# start of Dataset excerpts
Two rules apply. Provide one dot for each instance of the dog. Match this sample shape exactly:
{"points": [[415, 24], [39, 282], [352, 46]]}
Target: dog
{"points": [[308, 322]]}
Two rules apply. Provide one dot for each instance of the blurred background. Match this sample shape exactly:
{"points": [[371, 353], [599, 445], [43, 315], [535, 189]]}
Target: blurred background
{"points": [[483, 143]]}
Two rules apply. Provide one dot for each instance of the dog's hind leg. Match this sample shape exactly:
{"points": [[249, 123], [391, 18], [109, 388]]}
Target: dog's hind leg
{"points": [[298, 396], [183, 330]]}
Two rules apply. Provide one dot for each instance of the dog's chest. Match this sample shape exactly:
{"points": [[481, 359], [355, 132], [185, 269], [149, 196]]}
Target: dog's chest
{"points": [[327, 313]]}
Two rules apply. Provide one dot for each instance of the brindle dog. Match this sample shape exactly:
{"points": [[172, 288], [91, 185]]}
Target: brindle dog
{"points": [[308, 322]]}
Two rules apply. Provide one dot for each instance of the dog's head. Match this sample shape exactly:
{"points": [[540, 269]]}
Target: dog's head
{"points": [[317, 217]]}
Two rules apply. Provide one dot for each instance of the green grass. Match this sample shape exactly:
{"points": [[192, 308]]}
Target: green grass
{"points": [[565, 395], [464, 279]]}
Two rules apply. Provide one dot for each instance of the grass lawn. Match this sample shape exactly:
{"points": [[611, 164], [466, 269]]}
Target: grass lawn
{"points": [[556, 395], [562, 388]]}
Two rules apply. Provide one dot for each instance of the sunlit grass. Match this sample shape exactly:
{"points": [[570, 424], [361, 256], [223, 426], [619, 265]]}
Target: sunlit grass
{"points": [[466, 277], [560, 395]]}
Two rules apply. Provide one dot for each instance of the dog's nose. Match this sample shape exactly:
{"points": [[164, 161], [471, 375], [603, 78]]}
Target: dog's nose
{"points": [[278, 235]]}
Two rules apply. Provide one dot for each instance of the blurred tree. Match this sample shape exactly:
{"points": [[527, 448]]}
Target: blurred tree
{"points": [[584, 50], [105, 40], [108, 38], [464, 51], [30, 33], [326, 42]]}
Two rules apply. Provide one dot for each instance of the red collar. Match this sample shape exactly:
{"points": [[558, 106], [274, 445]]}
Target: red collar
# end of Dataset excerpts
| Exercise prompt |
Format every line of the entries above as a Markdown table with the columns Row and Line, numbering the rows in order. Leave out any blank lines.

| Final result |
| Row | Line |
|---|---|
| 1 | Two rules apply. Provide one dot for each instance of the dog. Match this sample shape exactly: |
| 2 | {"points": [[415, 24], [39, 282], [352, 46]]} |
| 3 | Target: dog |
| 4 | {"points": [[308, 322]]} |
| 5 | Two rules apply. Provide one dot for each instance of the blurred background. Match this sample shape exactly: |
| 6 | {"points": [[371, 353], [599, 445], [43, 315], [535, 189]]} |
| 7 | Target: blurred background |
| 8 | {"points": [[483, 143]]} |
| 9 | Two rules apply. Provide one dot for each instance of the dog's hind leg. Match this sample shape exactly: |
| 10 | {"points": [[249, 123], [391, 18], [109, 388]]} |
| 11 | Target: dog's hind leg |
| 12 | {"points": [[298, 396], [183, 330]]} |
| 13 | Two rules apply. Provide one dot for each instance of the dog's chest. Match this sample shape exactly: |
| 14 | {"points": [[481, 359], [355, 132], [185, 269], [149, 196]]} |
| 15 | Target: dog's chest |
| 16 | {"points": [[327, 313]]} |
| 17 | Two rules apply. Provide one dot for each instance of the brindle dog. Match this sample shape exactly: |
| 18 | {"points": [[172, 288], [91, 185]]} |
| 19 | Target: brindle dog |
| 20 | {"points": [[308, 322]]} |
| 21 | Two rules apply. Provide one dot for each instance of the dog's head. Match this sample shape exactly: |
| 22 | {"points": [[540, 269]]} |
| 23 | Target: dog's head |
| 24 | {"points": [[317, 217]]} |
| 25 | Two rules apply. Provide one dot for each instance of the green grass. Match this sample shape exactly: |
| 26 | {"points": [[192, 308]]} |
| 27 | Target: green grass |
| 28 | {"points": [[565, 395], [464, 279]]} |
| 29 | Two rules apply. Provide one dot for each instance of the grass lawn. Match this sample shape exactly: |
| 30 | {"points": [[611, 164], [466, 269]]} |
| 31 | Target: grass lawn |
| 32 | {"points": [[556, 395], [562, 388]]} |
| 33 | Two rules apply. Provide one dot for each instance of the sunlit grass. Match this sample shape exactly: |
| 34 | {"points": [[570, 424], [361, 256], [223, 426], [619, 265]]} |
| 35 | Target: sunlit grass |
| 36 | {"points": [[466, 277], [560, 395]]} |
| 37 | Two rules apply. Provide one dot for each instance of the dog's nose. Match this sample shape exactly: |
| 38 | {"points": [[164, 161], [471, 375], [603, 78]]} |
| 39 | Target: dog's nose |
| 40 | {"points": [[278, 235]]} |
| 41 | Two rules apply. Provide one dot for each instance of the blurred tree. Match this sample shape exactly: |
| 42 | {"points": [[527, 448]]} |
| 43 | Target: blurred tree |
| 44 | {"points": [[584, 50], [105, 40], [108, 38], [464, 51], [30, 33], [326, 42]]} |
| 45 | Two rules apply. Provide one dot for each instance of the red collar. Match this sample shape exactly: |
| 46 | {"points": [[558, 106], [274, 445]]} |
| 47 | Target: red collar |